What to work on —
Revise the entries below by changing "kindly" to "please" everywhere and keeping all other text the same. Leave the pictures out of your version.

[Collection entries]
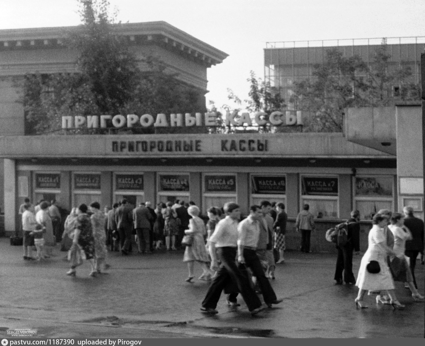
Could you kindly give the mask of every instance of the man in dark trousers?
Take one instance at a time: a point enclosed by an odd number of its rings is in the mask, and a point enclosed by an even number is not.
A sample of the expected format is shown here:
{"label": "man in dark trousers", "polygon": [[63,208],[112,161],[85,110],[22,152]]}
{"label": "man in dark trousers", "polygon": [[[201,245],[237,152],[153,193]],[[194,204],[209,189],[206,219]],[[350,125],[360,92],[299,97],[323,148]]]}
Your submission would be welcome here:
{"label": "man in dark trousers", "polygon": [[358,210],[351,212],[351,218],[347,220],[347,244],[340,247],[337,246],[338,256],[337,267],[334,278],[335,284],[343,284],[343,270],[344,281],[346,284],[355,284],[356,278],[353,273],[353,251],[360,251],[360,212]]}
{"label": "man in dark trousers", "polygon": [[150,212],[144,206],[144,203],[141,203],[139,206],[133,209],[133,218],[134,222],[134,228],[137,235],[137,248],[139,253],[144,253],[147,247],[147,250],[151,252],[149,247],[149,244],[151,242],[149,233],[152,216],[150,214]]}
{"label": "man in dark trousers", "polygon": [[149,231],[149,239],[150,239],[150,242],[149,244],[149,250],[152,252],[153,251],[153,224],[156,220],[156,213],[155,211],[151,208],[152,203],[149,201],[147,201],[144,203],[144,206],[149,210],[150,213],[150,215],[152,216],[152,219],[150,220],[150,231]]}
{"label": "man in dark trousers", "polygon": [[108,233],[106,235],[106,245],[110,246],[111,251],[117,250],[118,245],[113,239],[114,232],[118,232],[116,228],[116,222],[115,222],[115,213],[116,208],[118,208],[118,203],[114,203],[112,205],[112,209],[108,212],[107,215],[106,229]]}
{"label": "man in dark trousers", "polygon": [[[238,252],[238,222],[241,217],[241,210],[239,206],[233,202],[226,203],[224,209],[227,216],[219,221],[210,238],[211,268],[217,272],[202,301],[201,309],[210,314],[218,313],[215,307],[221,291],[231,283],[237,287],[248,310],[254,315],[264,308],[251,286],[246,269],[244,267],[240,270],[235,261]],[[218,260],[220,261],[219,268]],[[228,304],[238,306],[236,301],[228,301]]]}
{"label": "man in dark trousers", "polygon": [[404,218],[404,225],[408,228],[412,233],[412,239],[406,242],[406,250],[405,254],[410,259],[410,271],[413,277],[413,283],[417,289],[416,279],[415,278],[415,267],[416,266],[416,259],[419,253],[423,253],[424,251],[424,222],[420,219],[413,215],[413,208],[405,207],[403,212]]}
{"label": "man in dark trousers", "polygon": [[124,198],[121,201],[121,206],[117,208],[115,213],[115,222],[119,233],[119,242],[121,253],[128,255],[131,245],[131,235],[133,231],[133,208]]}
{"label": "man in dark trousers", "polygon": [[176,212],[177,213],[177,217],[180,220],[178,237],[176,241],[176,243],[177,244],[181,242],[181,239],[184,235],[184,230],[189,228],[189,220],[191,217],[187,213],[187,209],[184,206],[184,201],[181,200],[178,203],[180,206],[175,209]]}

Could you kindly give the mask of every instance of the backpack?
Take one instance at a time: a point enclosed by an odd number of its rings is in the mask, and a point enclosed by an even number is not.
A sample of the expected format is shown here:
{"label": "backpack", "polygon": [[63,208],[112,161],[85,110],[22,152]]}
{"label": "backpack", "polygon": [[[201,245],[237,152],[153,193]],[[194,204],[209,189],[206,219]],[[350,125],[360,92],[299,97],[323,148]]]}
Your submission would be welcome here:
{"label": "backpack", "polygon": [[342,248],[347,245],[348,241],[347,235],[348,235],[348,222],[345,222],[337,225],[338,231],[337,233],[337,246]]}
{"label": "backpack", "polygon": [[326,240],[330,242],[335,243],[338,248],[345,246],[348,242],[348,222],[346,221],[329,228],[325,235]]}

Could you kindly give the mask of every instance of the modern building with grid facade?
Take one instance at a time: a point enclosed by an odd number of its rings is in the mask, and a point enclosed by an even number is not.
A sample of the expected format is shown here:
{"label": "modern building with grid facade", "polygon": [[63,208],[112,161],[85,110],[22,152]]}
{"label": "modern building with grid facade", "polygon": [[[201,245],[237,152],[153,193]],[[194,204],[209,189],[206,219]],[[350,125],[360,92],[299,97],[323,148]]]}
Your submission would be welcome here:
{"label": "modern building with grid facade", "polygon": [[[293,92],[294,83],[313,78],[316,64],[323,63],[326,52],[337,48],[344,57],[359,56],[368,65],[380,47],[382,38],[318,41],[267,42],[264,49],[264,80],[272,86],[280,88],[282,96],[289,100]],[[420,56],[425,49],[425,37],[389,37],[386,39],[390,68],[408,66],[412,75],[411,83],[420,82]],[[397,98],[400,86],[393,86]]]}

Answer to the problem —
Could you please give the mask of every instance of the man in dark trousers?
Take one instance at a time: a point enclosed by an odd number of its rings is in the mask, and a point enclosed by an even number is not.
A sample of the expected format is shown here:
{"label": "man in dark trousers", "polygon": [[63,208],[112,161],[85,110],[22,152]]}
{"label": "man in dark trousers", "polygon": [[[201,245],[237,152],[153,193]],[[194,204],[209,189],[206,219]],[[350,125],[360,92],[299,97],[323,148]]]}
Your submission would be welcome here:
{"label": "man in dark trousers", "polygon": [[358,210],[351,212],[351,218],[347,220],[347,244],[340,247],[337,246],[338,256],[337,267],[334,278],[335,284],[343,284],[343,270],[344,281],[346,284],[355,284],[356,278],[353,273],[353,251],[360,251],[360,212]]}
{"label": "man in dark trousers", "polygon": [[150,212],[144,206],[144,203],[141,203],[139,206],[133,209],[133,218],[134,222],[134,228],[137,235],[137,248],[139,253],[144,253],[147,247],[147,250],[151,252],[149,247],[149,244],[151,242],[149,233],[152,216],[150,214]]}
{"label": "man in dark trousers", "polygon": [[149,231],[149,239],[150,239],[150,242],[149,244],[149,250],[152,252],[153,251],[153,224],[156,220],[156,213],[155,211],[151,208],[152,203],[149,201],[147,201],[144,203],[144,206],[149,210],[150,213],[150,215],[152,216],[152,219],[150,220],[150,231]]}
{"label": "man in dark trousers", "polygon": [[108,233],[106,235],[106,245],[110,246],[111,251],[117,250],[118,245],[113,239],[114,232],[118,232],[116,228],[116,222],[115,222],[115,213],[116,208],[118,208],[118,203],[114,203],[112,205],[112,209],[108,212],[107,215],[106,229]]}
{"label": "man in dark trousers", "polygon": [[[238,252],[238,222],[241,217],[241,210],[239,206],[233,202],[226,203],[224,209],[227,216],[219,221],[210,238],[211,268],[217,272],[202,301],[201,309],[210,314],[218,313],[215,307],[221,291],[231,283],[237,287],[248,310],[254,315],[264,308],[251,286],[246,269],[244,267],[240,270],[235,261]],[[218,260],[220,261],[219,268]],[[228,304],[238,306],[236,301],[228,301]]]}
{"label": "man in dark trousers", "polygon": [[404,218],[404,225],[408,228],[412,233],[412,239],[406,242],[406,250],[405,254],[410,259],[410,271],[413,277],[413,283],[417,289],[416,279],[415,278],[415,267],[416,266],[416,259],[419,253],[423,253],[424,251],[424,222],[420,219],[413,215],[413,208],[405,207],[403,212]]}
{"label": "man in dark trousers", "polygon": [[124,198],[121,201],[121,206],[117,208],[115,213],[115,222],[119,233],[119,242],[121,253],[128,255],[131,245],[131,235],[133,231],[133,208]]}
{"label": "man in dark trousers", "polygon": [[176,212],[177,213],[177,217],[180,220],[178,237],[176,241],[176,243],[177,244],[181,242],[181,239],[184,235],[184,230],[189,228],[189,220],[191,217],[187,213],[187,209],[184,206],[184,201],[181,200],[178,203],[180,206],[175,209]]}

Could you please give the mask of every instance of the backpack?
Take one instance at a time: a point enclosed by an odd number of its rings is in the mask, and a point enclosed by an even number is not.
A sample of the expected format is shown here:
{"label": "backpack", "polygon": [[63,208],[112,161],[85,110],[22,152]]}
{"label": "backpack", "polygon": [[[201,245],[237,152],[153,193]],[[194,204],[209,189],[206,219]],[[350,125],[360,92],[299,97],[323,148]]]}
Your submission would be welcome here:
{"label": "backpack", "polygon": [[342,248],[347,245],[348,241],[347,235],[348,235],[348,222],[345,222],[337,225],[338,231],[337,233],[337,246]]}
{"label": "backpack", "polygon": [[326,240],[330,242],[335,243],[338,248],[345,246],[348,242],[348,222],[346,221],[329,228],[325,235]]}

Could you please give the mask of every instance of the modern building with grid facade?
Take one instance at a time: a point enclosed by an odd number of its rings is in the mask, and a point enclosed by an even number is not.
A sample of the expected format is shown here:
{"label": "modern building with grid facade", "polygon": [[63,208],[112,161],[85,110],[22,152]]}
{"label": "modern building with grid facade", "polygon": [[[201,245],[237,152],[153,193]],[[194,204],[209,189],[206,219]],[[350,125],[360,92],[299,97],[323,148]]]}
Your submission would be welcome here:
{"label": "modern building with grid facade", "polygon": [[[293,92],[294,83],[313,78],[316,64],[323,63],[326,52],[337,48],[344,57],[359,56],[368,65],[380,47],[382,38],[318,41],[267,42],[264,49],[264,80],[272,86],[280,88],[282,96],[289,100]],[[420,56],[425,49],[425,37],[389,37],[386,39],[390,68],[408,66],[412,75],[411,83],[420,82]],[[397,98],[400,86],[393,86]]]}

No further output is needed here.